Description of the task
Only one stretch of the data below is needed. Output the lines from the one with "like (130, 396)." up to and including the one with "like (290, 233).", exactly as they stand.

Material for this task
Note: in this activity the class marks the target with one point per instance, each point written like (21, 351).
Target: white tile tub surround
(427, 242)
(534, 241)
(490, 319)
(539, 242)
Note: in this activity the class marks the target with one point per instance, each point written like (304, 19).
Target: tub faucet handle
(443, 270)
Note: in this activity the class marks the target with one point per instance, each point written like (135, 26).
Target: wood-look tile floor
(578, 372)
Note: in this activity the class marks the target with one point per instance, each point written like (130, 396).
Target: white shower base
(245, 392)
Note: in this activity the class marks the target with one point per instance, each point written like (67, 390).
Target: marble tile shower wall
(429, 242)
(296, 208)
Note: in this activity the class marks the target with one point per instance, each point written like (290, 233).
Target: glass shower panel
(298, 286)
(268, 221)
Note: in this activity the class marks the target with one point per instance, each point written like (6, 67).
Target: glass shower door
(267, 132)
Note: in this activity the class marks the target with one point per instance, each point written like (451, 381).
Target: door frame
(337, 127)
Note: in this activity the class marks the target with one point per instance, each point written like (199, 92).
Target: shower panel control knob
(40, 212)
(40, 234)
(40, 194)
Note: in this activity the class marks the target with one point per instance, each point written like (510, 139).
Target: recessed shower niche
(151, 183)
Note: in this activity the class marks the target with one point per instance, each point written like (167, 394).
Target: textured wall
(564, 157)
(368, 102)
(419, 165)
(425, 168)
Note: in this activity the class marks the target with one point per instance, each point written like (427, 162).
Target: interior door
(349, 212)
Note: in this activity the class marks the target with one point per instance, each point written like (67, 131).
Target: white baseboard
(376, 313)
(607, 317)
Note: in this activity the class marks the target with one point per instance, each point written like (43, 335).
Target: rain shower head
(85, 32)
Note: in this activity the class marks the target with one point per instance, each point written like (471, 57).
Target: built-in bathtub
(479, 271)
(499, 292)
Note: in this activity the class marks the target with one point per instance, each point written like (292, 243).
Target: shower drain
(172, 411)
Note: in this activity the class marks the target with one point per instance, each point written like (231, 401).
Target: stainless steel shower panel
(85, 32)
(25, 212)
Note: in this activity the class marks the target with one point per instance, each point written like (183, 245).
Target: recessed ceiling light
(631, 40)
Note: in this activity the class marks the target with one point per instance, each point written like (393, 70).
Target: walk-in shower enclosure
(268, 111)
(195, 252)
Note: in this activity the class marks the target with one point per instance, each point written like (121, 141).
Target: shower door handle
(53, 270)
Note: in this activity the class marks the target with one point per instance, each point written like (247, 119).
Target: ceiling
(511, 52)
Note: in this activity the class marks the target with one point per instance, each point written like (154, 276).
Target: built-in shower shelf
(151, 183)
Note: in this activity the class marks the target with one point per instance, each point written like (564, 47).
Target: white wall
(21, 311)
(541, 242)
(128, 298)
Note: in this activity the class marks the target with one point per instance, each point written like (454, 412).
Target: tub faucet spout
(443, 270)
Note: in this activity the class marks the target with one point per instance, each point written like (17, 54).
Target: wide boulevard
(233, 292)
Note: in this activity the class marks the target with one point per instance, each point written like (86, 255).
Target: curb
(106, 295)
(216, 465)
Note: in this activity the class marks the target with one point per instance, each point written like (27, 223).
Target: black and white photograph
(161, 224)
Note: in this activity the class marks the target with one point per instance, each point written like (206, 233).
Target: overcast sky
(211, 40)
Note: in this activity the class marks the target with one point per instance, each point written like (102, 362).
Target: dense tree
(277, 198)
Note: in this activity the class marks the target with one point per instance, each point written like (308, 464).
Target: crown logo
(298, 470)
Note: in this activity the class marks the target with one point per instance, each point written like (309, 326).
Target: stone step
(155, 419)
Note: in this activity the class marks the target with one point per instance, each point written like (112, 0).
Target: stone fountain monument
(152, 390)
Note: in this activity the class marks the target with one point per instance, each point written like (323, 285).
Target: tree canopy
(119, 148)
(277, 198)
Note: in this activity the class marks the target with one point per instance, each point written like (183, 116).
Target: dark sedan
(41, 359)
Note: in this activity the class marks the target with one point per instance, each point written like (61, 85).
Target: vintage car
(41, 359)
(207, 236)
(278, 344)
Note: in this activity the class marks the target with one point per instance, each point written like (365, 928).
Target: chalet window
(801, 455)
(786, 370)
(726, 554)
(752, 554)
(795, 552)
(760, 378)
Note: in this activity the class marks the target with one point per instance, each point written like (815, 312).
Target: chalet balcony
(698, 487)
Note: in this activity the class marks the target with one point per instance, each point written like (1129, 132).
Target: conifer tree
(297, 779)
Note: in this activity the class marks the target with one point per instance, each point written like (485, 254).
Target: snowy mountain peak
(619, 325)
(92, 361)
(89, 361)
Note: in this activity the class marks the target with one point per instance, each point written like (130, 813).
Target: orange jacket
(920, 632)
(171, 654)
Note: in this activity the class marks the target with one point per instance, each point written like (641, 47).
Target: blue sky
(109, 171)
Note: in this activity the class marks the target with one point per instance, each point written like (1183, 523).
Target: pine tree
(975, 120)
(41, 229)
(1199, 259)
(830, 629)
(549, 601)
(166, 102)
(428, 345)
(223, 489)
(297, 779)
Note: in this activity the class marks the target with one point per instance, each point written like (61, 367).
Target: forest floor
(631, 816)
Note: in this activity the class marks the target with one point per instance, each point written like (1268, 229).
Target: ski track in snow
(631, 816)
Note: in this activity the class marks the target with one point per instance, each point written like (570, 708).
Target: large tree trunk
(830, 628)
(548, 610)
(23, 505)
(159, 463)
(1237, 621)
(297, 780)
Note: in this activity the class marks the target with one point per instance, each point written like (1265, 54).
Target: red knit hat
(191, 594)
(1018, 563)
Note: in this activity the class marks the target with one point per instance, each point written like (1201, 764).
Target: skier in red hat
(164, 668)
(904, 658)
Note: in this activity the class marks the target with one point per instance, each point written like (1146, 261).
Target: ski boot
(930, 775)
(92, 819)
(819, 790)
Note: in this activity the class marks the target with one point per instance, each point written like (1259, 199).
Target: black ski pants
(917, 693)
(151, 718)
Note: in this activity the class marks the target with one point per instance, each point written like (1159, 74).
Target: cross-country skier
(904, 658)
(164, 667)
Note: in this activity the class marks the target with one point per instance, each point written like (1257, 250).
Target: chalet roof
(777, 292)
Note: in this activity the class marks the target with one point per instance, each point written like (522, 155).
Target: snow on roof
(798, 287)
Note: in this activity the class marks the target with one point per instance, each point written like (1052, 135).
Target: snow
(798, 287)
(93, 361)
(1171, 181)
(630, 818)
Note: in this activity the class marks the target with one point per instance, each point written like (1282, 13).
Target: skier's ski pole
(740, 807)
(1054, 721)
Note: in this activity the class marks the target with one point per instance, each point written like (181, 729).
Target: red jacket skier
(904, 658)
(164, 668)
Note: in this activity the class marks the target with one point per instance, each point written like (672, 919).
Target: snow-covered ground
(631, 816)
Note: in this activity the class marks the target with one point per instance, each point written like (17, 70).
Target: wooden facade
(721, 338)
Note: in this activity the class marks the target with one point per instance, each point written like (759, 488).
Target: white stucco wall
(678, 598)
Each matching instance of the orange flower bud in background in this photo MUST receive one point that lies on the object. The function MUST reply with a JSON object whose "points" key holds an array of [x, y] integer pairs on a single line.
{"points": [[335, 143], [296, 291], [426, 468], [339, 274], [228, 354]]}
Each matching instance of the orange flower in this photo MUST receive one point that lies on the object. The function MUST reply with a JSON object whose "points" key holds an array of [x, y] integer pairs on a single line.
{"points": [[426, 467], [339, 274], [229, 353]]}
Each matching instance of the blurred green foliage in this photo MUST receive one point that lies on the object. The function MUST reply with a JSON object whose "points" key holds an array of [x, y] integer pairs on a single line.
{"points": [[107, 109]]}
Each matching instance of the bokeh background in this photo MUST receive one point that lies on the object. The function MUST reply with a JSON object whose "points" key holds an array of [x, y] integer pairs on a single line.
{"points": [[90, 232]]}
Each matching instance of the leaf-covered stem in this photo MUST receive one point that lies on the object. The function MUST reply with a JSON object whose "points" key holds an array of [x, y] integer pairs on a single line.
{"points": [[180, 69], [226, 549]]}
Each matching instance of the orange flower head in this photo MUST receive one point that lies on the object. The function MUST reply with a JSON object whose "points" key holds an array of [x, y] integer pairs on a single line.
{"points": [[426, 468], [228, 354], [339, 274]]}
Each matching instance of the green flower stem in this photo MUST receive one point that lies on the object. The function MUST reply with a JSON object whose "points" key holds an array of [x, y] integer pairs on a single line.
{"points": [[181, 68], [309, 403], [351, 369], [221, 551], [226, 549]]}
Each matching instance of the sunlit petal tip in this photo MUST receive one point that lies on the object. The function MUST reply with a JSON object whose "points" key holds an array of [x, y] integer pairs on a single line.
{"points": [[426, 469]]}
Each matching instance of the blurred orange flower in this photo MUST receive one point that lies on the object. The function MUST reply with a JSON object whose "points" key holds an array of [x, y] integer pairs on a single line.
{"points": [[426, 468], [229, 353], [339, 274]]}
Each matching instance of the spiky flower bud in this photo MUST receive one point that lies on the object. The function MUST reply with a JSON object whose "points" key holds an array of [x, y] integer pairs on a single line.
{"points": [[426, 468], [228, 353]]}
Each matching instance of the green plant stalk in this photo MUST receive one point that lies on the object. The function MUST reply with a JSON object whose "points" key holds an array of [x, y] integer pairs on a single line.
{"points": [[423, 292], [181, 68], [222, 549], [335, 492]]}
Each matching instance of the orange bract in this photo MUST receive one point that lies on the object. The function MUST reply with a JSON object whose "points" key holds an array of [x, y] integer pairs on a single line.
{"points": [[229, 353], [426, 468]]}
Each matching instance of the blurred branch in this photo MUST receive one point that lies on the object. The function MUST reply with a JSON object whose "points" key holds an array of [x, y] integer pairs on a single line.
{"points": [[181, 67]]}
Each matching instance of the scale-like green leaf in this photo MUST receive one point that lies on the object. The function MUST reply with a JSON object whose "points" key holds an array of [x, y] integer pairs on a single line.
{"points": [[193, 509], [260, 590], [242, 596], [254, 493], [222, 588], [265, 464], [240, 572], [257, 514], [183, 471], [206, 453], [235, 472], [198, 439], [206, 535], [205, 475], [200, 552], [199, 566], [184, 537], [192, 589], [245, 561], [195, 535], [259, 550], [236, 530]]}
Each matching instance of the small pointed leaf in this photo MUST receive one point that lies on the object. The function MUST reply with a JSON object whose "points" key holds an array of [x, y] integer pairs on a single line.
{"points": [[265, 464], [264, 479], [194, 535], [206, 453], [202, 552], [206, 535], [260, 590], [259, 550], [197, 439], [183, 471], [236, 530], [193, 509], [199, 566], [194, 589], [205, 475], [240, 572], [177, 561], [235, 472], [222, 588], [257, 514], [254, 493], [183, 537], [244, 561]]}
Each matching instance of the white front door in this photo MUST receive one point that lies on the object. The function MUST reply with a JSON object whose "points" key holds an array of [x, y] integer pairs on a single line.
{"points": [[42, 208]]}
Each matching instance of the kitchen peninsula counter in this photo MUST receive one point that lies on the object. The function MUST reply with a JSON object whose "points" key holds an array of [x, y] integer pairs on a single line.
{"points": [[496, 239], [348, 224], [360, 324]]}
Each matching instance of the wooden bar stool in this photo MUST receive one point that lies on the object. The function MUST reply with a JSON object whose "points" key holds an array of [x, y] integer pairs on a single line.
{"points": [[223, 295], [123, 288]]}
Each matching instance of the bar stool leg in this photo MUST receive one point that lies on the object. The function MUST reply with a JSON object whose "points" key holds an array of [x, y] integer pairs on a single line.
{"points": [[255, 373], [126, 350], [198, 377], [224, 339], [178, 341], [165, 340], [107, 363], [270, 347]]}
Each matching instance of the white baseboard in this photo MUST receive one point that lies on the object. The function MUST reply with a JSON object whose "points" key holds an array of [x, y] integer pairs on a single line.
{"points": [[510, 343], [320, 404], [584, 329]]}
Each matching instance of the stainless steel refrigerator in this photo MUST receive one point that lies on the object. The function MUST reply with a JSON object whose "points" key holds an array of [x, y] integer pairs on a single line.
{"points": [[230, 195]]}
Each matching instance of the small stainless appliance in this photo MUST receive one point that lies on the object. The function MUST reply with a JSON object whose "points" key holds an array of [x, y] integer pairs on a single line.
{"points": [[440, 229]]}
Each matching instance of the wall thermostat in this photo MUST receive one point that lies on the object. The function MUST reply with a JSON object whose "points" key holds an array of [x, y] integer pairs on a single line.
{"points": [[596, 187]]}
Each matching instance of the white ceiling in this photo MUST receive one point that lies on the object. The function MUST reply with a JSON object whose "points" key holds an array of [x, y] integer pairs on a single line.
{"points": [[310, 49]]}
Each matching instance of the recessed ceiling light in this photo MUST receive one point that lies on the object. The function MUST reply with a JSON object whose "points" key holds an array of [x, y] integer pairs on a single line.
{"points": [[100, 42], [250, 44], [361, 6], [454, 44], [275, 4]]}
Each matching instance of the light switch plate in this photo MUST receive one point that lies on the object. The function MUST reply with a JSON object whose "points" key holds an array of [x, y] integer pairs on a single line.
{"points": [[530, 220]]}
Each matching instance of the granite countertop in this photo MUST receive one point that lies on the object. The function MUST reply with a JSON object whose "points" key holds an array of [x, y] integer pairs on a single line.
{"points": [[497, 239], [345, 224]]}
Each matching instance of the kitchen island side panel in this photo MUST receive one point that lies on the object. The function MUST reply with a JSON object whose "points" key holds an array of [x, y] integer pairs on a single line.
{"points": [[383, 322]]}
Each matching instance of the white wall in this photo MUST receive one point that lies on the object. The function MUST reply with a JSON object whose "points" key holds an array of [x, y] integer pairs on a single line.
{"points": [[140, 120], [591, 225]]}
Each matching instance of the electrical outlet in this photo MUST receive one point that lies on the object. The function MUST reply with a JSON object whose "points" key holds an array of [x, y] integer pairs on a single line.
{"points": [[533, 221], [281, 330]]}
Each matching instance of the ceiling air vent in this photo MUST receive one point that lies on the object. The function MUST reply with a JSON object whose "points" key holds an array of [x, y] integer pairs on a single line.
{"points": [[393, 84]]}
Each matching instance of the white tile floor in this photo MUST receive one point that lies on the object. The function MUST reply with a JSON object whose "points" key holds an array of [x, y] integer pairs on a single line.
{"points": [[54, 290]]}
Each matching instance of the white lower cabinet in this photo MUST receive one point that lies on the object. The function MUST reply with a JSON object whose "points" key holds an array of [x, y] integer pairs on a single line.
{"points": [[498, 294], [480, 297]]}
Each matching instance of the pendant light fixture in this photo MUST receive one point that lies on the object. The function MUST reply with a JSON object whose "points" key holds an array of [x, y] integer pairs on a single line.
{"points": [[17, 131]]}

Worked solution
Note: in this activity the class marks the target with one point per instance, each point written like (130, 396).
Target: white shower base
(245, 392)
Note: in this activity the class marks the target with one point per instance, each point written like (67, 390).
Target: marble tile shower wall
(429, 242)
(296, 208)
Note: in this activity the class marks the target with one point per instance, each point written like (290, 233).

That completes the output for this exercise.